■ Task goal
Scan the data below and copy each line where "roof" occurs.

---- Given entries

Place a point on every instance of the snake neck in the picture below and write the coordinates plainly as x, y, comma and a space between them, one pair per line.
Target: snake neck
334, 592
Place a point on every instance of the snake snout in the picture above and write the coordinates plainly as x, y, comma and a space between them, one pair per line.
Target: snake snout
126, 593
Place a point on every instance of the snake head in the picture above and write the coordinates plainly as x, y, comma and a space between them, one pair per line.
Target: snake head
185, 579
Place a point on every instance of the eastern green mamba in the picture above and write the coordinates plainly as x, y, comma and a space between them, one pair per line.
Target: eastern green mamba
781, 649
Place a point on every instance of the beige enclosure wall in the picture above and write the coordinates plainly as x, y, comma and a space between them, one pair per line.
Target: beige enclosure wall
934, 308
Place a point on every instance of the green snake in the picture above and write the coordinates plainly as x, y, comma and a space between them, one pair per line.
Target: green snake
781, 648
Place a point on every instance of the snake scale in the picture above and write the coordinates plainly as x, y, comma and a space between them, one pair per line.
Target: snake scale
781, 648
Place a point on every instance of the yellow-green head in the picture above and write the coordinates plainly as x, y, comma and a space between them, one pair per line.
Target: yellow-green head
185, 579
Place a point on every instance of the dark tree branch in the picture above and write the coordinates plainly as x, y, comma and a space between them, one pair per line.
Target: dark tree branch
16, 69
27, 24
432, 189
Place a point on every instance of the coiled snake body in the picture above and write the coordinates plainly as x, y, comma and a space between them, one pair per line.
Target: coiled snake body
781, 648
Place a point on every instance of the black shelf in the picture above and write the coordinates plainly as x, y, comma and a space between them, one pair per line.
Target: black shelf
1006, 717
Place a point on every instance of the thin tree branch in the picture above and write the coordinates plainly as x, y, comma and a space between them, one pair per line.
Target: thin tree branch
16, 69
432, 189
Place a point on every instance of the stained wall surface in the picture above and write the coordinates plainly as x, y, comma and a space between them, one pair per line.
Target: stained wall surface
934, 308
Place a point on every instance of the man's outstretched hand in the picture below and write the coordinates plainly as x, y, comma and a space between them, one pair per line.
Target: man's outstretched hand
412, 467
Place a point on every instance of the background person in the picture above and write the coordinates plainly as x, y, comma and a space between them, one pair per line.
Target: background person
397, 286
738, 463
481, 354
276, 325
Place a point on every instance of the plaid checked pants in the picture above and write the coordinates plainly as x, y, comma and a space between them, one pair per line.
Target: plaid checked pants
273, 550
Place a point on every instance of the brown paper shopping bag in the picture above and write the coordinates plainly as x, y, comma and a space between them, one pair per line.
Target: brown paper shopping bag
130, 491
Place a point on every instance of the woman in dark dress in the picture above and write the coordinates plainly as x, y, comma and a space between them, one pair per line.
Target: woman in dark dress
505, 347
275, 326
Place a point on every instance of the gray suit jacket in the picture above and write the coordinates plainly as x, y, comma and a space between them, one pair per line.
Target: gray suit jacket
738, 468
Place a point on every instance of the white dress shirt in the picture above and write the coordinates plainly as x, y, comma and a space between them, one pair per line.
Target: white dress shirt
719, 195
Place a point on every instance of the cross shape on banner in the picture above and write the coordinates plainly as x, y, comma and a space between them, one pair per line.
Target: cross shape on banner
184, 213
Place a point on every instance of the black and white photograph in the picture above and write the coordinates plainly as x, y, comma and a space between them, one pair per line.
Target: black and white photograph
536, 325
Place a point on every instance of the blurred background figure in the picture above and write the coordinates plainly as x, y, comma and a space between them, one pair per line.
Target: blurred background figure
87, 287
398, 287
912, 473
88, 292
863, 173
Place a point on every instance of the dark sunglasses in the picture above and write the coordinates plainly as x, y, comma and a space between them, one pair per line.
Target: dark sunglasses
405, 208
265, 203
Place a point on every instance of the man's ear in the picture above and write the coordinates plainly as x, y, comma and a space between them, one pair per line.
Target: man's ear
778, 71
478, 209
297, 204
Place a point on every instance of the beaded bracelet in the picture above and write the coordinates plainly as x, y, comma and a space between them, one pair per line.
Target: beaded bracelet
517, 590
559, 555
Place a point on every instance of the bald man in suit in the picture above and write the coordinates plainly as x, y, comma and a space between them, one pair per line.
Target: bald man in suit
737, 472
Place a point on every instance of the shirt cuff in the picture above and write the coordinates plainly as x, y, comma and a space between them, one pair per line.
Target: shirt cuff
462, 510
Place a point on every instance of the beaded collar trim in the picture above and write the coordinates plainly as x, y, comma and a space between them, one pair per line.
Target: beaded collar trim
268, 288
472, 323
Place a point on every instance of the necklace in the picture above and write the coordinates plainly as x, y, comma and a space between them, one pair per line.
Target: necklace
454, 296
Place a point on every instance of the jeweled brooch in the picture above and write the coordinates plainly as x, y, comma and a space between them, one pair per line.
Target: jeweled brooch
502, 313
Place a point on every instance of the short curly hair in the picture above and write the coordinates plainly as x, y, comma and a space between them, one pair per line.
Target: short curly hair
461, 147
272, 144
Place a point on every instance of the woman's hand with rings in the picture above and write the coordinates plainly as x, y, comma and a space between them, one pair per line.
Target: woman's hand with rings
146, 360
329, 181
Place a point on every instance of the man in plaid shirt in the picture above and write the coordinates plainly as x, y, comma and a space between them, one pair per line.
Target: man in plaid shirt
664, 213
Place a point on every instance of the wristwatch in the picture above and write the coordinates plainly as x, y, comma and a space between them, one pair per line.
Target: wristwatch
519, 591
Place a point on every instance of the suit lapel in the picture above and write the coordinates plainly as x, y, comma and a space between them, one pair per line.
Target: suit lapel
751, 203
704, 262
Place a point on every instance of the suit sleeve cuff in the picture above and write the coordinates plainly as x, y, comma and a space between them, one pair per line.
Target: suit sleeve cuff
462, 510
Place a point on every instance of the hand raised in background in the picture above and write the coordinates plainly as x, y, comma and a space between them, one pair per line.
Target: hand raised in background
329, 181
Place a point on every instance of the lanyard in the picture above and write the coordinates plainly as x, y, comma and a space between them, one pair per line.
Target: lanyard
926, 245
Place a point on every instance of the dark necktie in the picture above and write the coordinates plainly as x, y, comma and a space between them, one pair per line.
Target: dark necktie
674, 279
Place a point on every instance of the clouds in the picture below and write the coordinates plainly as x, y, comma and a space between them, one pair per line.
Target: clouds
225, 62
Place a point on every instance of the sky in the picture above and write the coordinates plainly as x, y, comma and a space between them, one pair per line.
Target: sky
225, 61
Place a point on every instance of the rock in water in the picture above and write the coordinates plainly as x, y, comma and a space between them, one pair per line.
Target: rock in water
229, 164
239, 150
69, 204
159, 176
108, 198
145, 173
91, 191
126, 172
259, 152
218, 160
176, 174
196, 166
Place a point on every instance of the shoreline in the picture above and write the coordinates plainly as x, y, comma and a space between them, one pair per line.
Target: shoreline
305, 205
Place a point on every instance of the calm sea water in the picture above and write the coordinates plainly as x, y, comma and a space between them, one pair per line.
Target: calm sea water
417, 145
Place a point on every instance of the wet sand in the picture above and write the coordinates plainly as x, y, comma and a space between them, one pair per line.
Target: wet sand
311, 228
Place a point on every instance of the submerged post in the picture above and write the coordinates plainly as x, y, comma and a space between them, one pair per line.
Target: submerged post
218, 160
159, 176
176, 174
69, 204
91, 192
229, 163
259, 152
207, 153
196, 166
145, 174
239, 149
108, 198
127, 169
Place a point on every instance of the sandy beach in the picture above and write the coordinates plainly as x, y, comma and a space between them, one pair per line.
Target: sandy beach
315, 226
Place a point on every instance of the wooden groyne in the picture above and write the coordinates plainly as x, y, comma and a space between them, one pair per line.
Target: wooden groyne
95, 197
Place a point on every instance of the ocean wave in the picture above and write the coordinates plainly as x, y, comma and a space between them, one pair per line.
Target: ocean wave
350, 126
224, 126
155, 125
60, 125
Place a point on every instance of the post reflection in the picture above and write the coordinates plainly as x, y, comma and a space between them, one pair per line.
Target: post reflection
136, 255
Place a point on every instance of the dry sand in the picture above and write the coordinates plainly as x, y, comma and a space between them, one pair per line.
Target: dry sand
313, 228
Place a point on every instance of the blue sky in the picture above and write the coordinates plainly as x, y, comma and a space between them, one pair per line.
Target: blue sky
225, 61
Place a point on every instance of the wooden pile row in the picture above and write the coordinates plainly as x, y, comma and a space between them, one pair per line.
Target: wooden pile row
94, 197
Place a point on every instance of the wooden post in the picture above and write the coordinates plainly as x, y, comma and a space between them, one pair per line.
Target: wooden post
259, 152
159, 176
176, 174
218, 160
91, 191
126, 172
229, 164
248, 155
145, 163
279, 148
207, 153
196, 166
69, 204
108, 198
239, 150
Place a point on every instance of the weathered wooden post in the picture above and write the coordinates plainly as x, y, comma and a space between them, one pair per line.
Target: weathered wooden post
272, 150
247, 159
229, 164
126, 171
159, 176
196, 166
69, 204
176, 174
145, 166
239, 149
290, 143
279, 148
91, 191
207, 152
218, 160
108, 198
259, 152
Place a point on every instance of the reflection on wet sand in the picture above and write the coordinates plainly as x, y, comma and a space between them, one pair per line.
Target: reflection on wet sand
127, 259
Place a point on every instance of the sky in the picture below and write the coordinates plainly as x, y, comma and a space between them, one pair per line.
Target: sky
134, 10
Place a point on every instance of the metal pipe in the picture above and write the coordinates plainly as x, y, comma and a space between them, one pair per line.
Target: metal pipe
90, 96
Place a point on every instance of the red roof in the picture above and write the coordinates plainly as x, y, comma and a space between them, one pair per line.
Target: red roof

--------

■ Answer to this exercise
Place a point on every instance of the red roof in the picture above and write the coordinates plainly as x, y, comma and a space between them, one pair per line.
Target: red roof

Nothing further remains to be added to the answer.